# [Text segment]
--- begin ---

3.2. Data Description

Our study uses annual and balanced data from the estimated dataset from 1990 to 2019 in E7 countries (China, Turkey, India, Russia, Brazil, Indonesia, and Mexico, please see Figure 3 for the geographical coverage of E7 nations). Following the COP26 pledge, E7 countries’ commitment to achieving a net zero aim by 2050 plays a significant role in selecting countries. The empirical specification used in this study, which is based on an existing empirical model, serves as the foundation and analysis for the investigation. The summary of the data is presented in

Table 2. Description of Variables.

Variables	Symbol	Unit of Measurement	Sources
Carbon emissions	CO2	Kiloton (kt)	[75] WDI 2021
GDP per capita	GDP	In constant 2010 USD	[75] WDI 2021
GDP2	GDP2	GDP Squared	Author’s computation
Renewable energy	REN	Metric tons	[75] WDI 2021
Technology innovation	TECH	Patent of resident	[75] WDI 2021
Environment tax	ETAX	% of GDP	[76] OECD 2021
Green innovations	GINNO	Environmental patents and technologies	[76] OECD 2021

Author’s computation.

below.

3.3. Model Specification

Based on the aforementioned theoretical framework, this study uses three primary independent variables that potentially affect CO₂ emissions: environmental policy, renewable energy, and green innovation. The theoretical framework also suggests the significance of GDP in reducing carbon emissions. Therefore, the environmental Kuznets curve in E7 countries was verified in this study using the GDP (i.e., GDP²) square term. In addition, the theoretical idea also highlights the significance of researching and developing renewable energy and technology as a crucial element to consider for reducing CO₂ emissions. The general expression of the model is provided as follows:

$${\mathrm{CO}}_{2\mathrm{.it}}=\mathrm{f}\left({\mathrm{GDP}}_{\mathrm{it}},{\mathrm{GDP}}_{\mathrm{it}}^2,{\mathrm{REN}}_{\mathrm{it}},{\mathrm{TECH}}_{\mathrm{it}},{\mathrm{ETAX}}_{\mathrm{it},}{\mathrm{GINNO}}_{\mathrm{it}}\right)$$

(1)

--- end ---

Please answer these questions about the study excerpt above:
(a) Which years does the study's data span?
(b) What unit of measurement is given for environment tax?
(c) What term did the study use to verify the environmental Kuznets curve in E7 countries?

# [Material provided]
--- begin ---

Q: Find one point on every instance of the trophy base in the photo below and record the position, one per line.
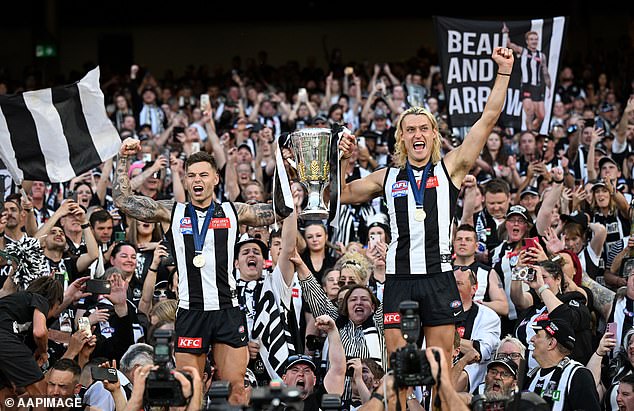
(312, 215)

--- end ---

# [Exercise solution]
(a) 1990 to 2019
(b) % of GDP
(c) The GDP square term (GDP²)